----- Document extract
Gaster’s connection to Sans, especially, seems strong. Some even think they might be brothers. If you do some save/load trickery before the big end-of-game encounter with Sans in a pacifist playthrough of Undertale, Sans will grant you access to his secret workshop, which contains a weird machine. There are also blueprints written in strange “symbols. Or maybe it’s just the handwriting.” Strange symbols like… wingdings? Some have speculated that the machine is one of Gaster’s creations, an idea that gains credence when you consider why Sans gave you a peek behind the curtain in the first place: he knew that you manipulated space and time, because he can do it too. This is further backed up by one early game character, Doggo, noting that he’s not a fan of Sans because Sans can travel without moving. And of course, as I mentioned earlier, there’s Sans’ weapon in genocide runs, the Gasterblaster.

Last but certainly not least, players have uncovered what they believe to be a couple encounters with Gaster himself — or Gaster speaking through other characters. These are accessed by capitalising your “Fun” value in the game’s files and messing with associated numbers.

One is a grey monster child who asks if you’ve “ever thought about a world where everything is exactly the same, except you don’t exist.” Some players think it’s a fragment of Gaster speaking on what it’s like to be scattered across space and time.

Then there’s what many speculate to be an encounter with Gaster himself. In short, a mysterious grey door spawns, and inside there’s this spooky-arse phantom skele-man:

He disappears when you approach, as though it’s nearly impossible for him to remain in a single spot — like his very essence is held together by nothing but the final vestiges of his will.

Glass canon

You might have noticed a trend here: speculation. Yes, players have painstakingly scoured Undertale for every scrap of evidence they can find, but in piecing it together, they have made less of an artful collage and more of a macaroni painting. It could, in other words, all be bullshit — stuff Undertale creator Toby Fox scrapped, never intending for it to be found. A storyline cobbled together from evidence that’s circumstantial at best, a skeleton made of mismatched bones.

Recently, however, Fox directly acknowledged some of this stuff in an in-character Tumblr post. As Sans, he wrote about real-life concerns that Undertale contains some prejudiced elements. It was an earnest, interesting post, but it also contained this nugget:

“just remember: there’s a difference between protecting your friends and destroying someone for your own justice. for honesty’s sake, investigate the truth for yourself, then ask: how is this going to help people?”

“besides, it’s rude to talk about people that are listening, right? not everyone is as tough as my brother.”

“It’s rude to talk about people that are listening.” Almost a direct quote of what that grey NPC said. And while you might at first think Sans is referring to his brother Papyrus, it could just as easily — given the preceding line and Papyrus’ lack of, you know, omniscience — be Gaster.
----------
● **Written instruction 1**:
In the Undertale article, rewrite the stretch from "Last but certainly" through "with associated numbers.", swapping "files" for "data".
● **Written instruction 2**:
According to the Undertale article, what weapon does Sans use in genocide runs?
----- Material
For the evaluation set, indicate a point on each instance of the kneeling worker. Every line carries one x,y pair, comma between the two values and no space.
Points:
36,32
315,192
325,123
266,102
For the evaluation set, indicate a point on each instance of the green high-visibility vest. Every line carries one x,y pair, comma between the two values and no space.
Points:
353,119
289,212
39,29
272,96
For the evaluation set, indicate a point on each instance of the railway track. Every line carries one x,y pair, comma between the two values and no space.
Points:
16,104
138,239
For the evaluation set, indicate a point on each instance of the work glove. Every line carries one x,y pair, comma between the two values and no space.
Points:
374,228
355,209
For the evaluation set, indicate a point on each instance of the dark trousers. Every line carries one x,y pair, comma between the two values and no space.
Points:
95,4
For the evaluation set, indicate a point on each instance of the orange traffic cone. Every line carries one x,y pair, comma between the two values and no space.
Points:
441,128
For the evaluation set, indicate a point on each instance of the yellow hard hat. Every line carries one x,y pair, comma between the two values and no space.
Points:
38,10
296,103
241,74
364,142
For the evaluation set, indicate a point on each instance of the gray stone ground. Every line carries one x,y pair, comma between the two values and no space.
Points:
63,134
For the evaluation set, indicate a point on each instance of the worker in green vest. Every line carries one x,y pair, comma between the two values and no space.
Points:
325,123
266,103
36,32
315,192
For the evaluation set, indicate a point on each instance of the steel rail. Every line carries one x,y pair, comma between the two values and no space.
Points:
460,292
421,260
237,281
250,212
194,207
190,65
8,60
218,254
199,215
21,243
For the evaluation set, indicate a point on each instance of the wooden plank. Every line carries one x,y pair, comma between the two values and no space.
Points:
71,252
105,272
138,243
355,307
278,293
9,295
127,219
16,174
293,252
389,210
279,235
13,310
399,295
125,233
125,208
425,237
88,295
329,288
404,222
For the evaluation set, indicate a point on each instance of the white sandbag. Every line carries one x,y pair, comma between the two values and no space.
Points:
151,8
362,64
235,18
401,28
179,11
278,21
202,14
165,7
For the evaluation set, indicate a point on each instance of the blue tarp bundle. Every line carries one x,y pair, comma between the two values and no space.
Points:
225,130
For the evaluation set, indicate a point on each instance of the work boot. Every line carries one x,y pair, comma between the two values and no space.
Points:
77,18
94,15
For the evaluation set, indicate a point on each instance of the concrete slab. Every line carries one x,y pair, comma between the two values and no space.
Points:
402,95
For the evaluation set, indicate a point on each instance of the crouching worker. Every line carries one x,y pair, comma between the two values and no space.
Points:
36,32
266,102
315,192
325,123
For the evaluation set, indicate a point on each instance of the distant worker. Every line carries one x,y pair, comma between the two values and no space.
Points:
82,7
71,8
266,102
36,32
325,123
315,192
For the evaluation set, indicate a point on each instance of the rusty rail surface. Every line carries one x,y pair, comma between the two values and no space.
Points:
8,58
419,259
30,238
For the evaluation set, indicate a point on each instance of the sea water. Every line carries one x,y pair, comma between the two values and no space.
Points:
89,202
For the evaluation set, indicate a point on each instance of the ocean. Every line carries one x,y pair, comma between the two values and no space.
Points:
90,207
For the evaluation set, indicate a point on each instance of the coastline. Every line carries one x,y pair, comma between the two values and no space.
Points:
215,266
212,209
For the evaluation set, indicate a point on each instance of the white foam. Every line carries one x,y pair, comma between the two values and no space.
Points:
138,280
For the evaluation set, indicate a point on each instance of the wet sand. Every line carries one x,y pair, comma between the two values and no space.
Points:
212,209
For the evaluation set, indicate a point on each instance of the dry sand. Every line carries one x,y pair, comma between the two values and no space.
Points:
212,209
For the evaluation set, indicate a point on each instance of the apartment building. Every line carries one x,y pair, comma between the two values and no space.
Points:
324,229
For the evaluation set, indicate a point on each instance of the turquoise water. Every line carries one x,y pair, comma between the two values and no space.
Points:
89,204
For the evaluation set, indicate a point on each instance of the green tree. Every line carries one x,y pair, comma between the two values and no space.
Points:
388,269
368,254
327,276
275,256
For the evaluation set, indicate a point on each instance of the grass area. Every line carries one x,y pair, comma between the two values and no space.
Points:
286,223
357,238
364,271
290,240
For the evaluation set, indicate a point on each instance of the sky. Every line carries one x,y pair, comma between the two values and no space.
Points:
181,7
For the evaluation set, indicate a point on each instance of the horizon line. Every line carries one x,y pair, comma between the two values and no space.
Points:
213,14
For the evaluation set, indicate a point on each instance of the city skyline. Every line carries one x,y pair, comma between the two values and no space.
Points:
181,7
----------
● **Full answer 1**:
Last but certainly not least, players have uncovered what they believe to be a couple encounters with Gaster himself — or Gaster speaking through other characters. These are accessed by capitalising your “Fun” value in the game’s data and messing with associated numbers.

● **Full answer 2**:
The Gasterblaster.